### Task requirements
Write out every entry exactly as it appears.

### Entries shown
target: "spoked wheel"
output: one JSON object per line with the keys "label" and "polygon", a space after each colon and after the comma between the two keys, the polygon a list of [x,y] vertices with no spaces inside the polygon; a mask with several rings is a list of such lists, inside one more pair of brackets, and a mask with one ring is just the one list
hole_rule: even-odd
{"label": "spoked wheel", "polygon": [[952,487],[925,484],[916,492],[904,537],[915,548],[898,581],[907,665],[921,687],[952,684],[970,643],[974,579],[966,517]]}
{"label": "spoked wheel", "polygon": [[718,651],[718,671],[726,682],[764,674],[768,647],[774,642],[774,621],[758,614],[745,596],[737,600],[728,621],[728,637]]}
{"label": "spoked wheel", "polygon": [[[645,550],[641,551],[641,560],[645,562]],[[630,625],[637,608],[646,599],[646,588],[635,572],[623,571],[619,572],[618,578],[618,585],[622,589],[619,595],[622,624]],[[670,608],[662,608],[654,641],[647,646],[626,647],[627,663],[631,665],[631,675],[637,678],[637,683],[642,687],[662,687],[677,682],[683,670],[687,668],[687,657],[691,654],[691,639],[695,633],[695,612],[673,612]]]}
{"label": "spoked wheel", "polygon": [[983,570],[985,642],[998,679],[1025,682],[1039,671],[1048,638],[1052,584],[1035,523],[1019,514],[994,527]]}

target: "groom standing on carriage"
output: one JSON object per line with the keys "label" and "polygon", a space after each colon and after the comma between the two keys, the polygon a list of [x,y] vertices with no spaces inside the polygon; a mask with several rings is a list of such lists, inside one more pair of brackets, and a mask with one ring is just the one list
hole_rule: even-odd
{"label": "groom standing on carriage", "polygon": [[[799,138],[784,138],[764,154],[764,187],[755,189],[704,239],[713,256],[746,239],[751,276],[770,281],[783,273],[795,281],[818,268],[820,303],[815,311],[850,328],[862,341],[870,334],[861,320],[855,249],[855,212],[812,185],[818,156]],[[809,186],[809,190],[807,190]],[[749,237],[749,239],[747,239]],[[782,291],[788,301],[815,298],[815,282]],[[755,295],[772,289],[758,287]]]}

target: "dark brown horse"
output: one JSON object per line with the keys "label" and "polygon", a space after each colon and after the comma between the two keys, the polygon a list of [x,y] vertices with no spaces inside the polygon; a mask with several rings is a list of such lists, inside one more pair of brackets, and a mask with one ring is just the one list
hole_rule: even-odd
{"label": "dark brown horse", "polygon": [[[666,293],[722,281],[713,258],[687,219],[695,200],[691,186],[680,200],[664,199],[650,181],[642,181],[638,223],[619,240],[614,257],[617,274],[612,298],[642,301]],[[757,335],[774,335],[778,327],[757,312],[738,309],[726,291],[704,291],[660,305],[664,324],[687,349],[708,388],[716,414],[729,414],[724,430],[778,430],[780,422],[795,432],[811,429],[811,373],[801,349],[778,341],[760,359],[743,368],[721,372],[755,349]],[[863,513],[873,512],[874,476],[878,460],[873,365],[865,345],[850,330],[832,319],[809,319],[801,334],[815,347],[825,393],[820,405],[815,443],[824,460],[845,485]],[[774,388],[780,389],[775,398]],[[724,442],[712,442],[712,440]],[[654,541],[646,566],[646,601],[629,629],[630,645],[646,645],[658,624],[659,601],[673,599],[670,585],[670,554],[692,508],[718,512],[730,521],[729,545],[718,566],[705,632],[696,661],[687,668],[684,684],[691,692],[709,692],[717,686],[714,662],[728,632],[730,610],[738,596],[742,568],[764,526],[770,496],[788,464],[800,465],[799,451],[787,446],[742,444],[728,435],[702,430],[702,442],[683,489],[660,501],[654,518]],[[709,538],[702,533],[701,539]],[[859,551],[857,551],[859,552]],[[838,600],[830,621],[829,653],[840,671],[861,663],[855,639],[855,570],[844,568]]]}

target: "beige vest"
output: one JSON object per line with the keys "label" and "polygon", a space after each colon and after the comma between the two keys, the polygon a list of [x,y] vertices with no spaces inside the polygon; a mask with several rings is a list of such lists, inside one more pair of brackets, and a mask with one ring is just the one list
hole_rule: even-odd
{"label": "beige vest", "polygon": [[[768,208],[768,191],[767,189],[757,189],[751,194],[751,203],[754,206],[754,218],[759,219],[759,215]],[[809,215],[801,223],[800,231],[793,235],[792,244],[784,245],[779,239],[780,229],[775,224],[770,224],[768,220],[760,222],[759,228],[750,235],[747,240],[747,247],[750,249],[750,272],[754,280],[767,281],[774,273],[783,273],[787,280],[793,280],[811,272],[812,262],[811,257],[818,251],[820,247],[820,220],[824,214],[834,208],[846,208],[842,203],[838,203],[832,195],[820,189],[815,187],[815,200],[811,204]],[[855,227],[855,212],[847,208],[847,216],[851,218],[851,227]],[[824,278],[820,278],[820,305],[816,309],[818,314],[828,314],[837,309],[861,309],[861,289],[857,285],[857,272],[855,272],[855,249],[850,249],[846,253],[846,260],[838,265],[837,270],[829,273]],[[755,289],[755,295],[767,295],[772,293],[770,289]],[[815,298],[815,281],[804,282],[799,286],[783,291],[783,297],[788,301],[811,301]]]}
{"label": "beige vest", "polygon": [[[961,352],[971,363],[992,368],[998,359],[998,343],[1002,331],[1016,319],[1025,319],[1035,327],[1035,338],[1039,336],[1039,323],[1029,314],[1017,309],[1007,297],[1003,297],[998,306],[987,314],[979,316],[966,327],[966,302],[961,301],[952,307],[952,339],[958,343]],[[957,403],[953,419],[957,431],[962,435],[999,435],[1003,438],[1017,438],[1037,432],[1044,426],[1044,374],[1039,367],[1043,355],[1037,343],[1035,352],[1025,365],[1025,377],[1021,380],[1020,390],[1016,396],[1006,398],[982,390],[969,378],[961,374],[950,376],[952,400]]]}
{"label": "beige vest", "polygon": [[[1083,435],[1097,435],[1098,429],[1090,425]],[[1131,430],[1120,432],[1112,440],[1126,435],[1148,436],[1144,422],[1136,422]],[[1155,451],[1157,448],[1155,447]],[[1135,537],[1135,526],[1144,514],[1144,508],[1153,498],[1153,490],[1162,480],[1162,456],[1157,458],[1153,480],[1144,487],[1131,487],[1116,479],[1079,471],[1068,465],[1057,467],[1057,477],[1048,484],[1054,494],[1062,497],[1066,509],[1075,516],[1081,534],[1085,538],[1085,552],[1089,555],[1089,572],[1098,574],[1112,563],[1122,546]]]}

### Result of the exercise
target: "spoked wheel"
output: one JSON object per line with the keys "label" and "polygon", a space after each colon and after the comma between the two keys, the polygon a list of [x,y] vertices with no spaces inside the polygon; a mask with several rings is a list of such lists, inside one more pair of brackets, and a mask with one ring is just the one list
hole_rule: even-odd
{"label": "spoked wheel", "polygon": [[952,487],[925,484],[916,492],[904,537],[915,548],[898,581],[907,665],[921,687],[952,684],[970,643],[974,579],[966,517]]}
{"label": "spoked wheel", "polygon": [[718,651],[718,671],[726,682],[764,674],[768,647],[774,642],[774,621],[758,614],[745,596],[737,600],[728,621],[728,637]]}
{"label": "spoked wheel", "polygon": [[[645,550],[641,551],[641,560],[645,562]],[[630,625],[637,608],[646,599],[646,588],[635,572],[623,571],[619,572],[618,578],[618,585],[622,589],[619,595],[622,624]],[[670,608],[662,608],[654,641],[647,646],[626,647],[627,663],[631,665],[631,675],[637,678],[637,683],[642,687],[662,687],[677,682],[683,670],[687,668],[687,657],[691,654],[691,639],[695,633],[695,612],[673,612]]]}
{"label": "spoked wheel", "polygon": [[983,570],[985,642],[998,679],[1025,682],[1039,671],[1048,638],[1052,584],[1035,523],[1019,514],[994,527]]}

target: "groom standing on carriage"
output: one JSON object per line with the keys "label" and "polygon", a space after each colon and after the comma between the two keys, the polygon a list of [x,y] vertices with no spaces inside the polygon; a mask with several rings is a list of such lists, inside one more pair of brackets, and a mask with one ring is just the one list
hole_rule: even-odd
{"label": "groom standing on carriage", "polygon": [[[799,138],[784,138],[764,154],[764,187],[755,189],[704,239],[713,256],[746,239],[751,276],[770,281],[783,273],[795,281],[818,268],[820,303],[815,311],[850,328],[862,341],[870,334],[861,320],[855,249],[855,212],[812,185],[818,156]],[[809,186],[809,190],[807,190]],[[749,237],[749,239],[747,239]],[[782,291],[788,301],[815,298],[815,282]],[[755,295],[772,289],[758,287]]]}

target: "dark brown horse"
output: one JSON object per line with the keys "label" and "polygon", a space after each colon and after the comma between the two keys, the polygon a list of [x,y] vertices with no spaces inside the polygon; a mask with several rings is a list of such lists, inside one more pair of brackets, and a mask with one ring is just the one list
hole_rule: even-odd
{"label": "dark brown horse", "polygon": [[[666,293],[722,281],[713,258],[687,219],[695,200],[691,186],[680,200],[664,199],[650,181],[642,181],[638,223],[619,240],[614,257],[617,274],[612,298],[642,301]],[[757,335],[774,335],[778,327],[757,312],[738,309],[726,291],[704,291],[660,305],[664,324],[687,349],[708,388],[716,414],[729,414],[724,430],[778,430],[780,422],[795,432],[811,429],[811,373],[801,349],[778,341],[760,359],[743,368],[721,372],[755,349]],[[863,513],[873,512],[874,476],[878,460],[873,365],[865,345],[850,330],[832,319],[809,319],[801,334],[815,347],[825,393],[820,405],[815,443],[824,460],[845,485]],[[774,388],[780,389],[775,398]],[[724,442],[712,442],[712,440]],[[654,541],[646,566],[646,601],[629,629],[630,645],[646,645],[658,624],[659,601],[673,599],[670,585],[670,554],[692,508],[718,512],[730,521],[729,545],[718,566],[705,632],[696,661],[687,668],[684,684],[691,692],[709,692],[717,686],[714,662],[728,632],[730,610],[738,596],[742,568],[764,526],[770,496],[788,464],[800,465],[799,451],[787,446],[742,444],[728,435],[702,430],[702,442],[683,489],[660,501],[654,518]],[[709,538],[702,533],[701,539]],[[859,551],[857,551],[859,552]],[[838,600],[830,621],[829,653],[840,671],[861,663],[855,639],[855,570],[844,568]]]}

target: "beige vest"
output: one JSON object per line with the keys "label" and "polygon", a space after each colon and after the comma between the two keys, the polygon a list of [x,y] vertices with no spaces inside the polygon; a mask with several rings is a list of such lists, inside one more pair of brackets, and a mask with one ring is just the one list
hole_rule: even-odd
{"label": "beige vest", "polygon": [[[768,208],[768,191],[767,189],[757,189],[751,194],[751,203],[754,206],[754,218],[759,219],[759,215]],[[809,215],[801,223],[800,231],[793,235],[792,244],[784,245],[779,239],[780,229],[775,224],[770,224],[768,220],[760,222],[759,228],[750,235],[747,240],[747,247],[750,249],[750,272],[754,280],[767,281],[774,273],[783,273],[787,280],[793,280],[811,272],[812,262],[811,257],[818,251],[820,247],[820,220],[824,214],[834,208],[846,208],[842,203],[838,203],[832,195],[820,189],[815,187],[815,200],[811,204]],[[855,227],[855,212],[847,208],[847,216],[851,218],[851,227]],[[824,278],[820,278],[820,305],[816,309],[818,314],[828,314],[837,309],[861,309],[861,289],[857,285],[857,272],[855,272],[855,249],[850,249],[846,253],[846,260],[838,265],[837,270],[829,273]],[[755,289],[755,295],[767,295],[772,293],[770,289]],[[815,298],[815,281],[804,282],[799,286],[783,291],[783,297],[788,301],[811,301]]]}
{"label": "beige vest", "polygon": [[[961,352],[971,363],[992,368],[998,359],[998,343],[1002,331],[1016,319],[1025,319],[1035,327],[1035,338],[1039,336],[1039,323],[1029,314],[1017,309],[1007,297],[1003,297],[998,306],[987,314],[979,316],[966,327],[966,302],[961,301],[952,307],[952,339],[958,343]],[[957,403],[953,419],[957,431],[962,435],[999,435],[1003,438],[1017,438],[1037,432],[1044,426],[1044,374],[1039,367],[1043,355],[1037,343],[1035,352],[1025,365],[1025,377],[1021,380],[1020,390],[1016,396],[1006,398],[982,390],[969,378],[961,374],[950,376],[952,400]]]}
{"label": "beige vest", "polygon": [[[1083,435],[1097,435],[1098,429],[1090,425]],[[1131,430],[1120,432],[1112,440],[1126,435],[1148,436],[1144,422],[1136,422]],[[1155,451],[1157,448],[1155,447]],[[1135,537],[1135,526],[1144,514],[1144,508],[1153,498],[1153,490],[1162,480],[1162,456],[1157,458],[1153,480],[1144,487],[1131,487],[1116,479],[1079,471],[1068,465],[1057,467],[1057,477],[1048,484],[1054,494],[1062,497],[1066,509],[1075,516],[1081,534],[1085,538],[1085,552],[1089,555],[1089,572],[1098,574],[1112,563],[1122,546]]]}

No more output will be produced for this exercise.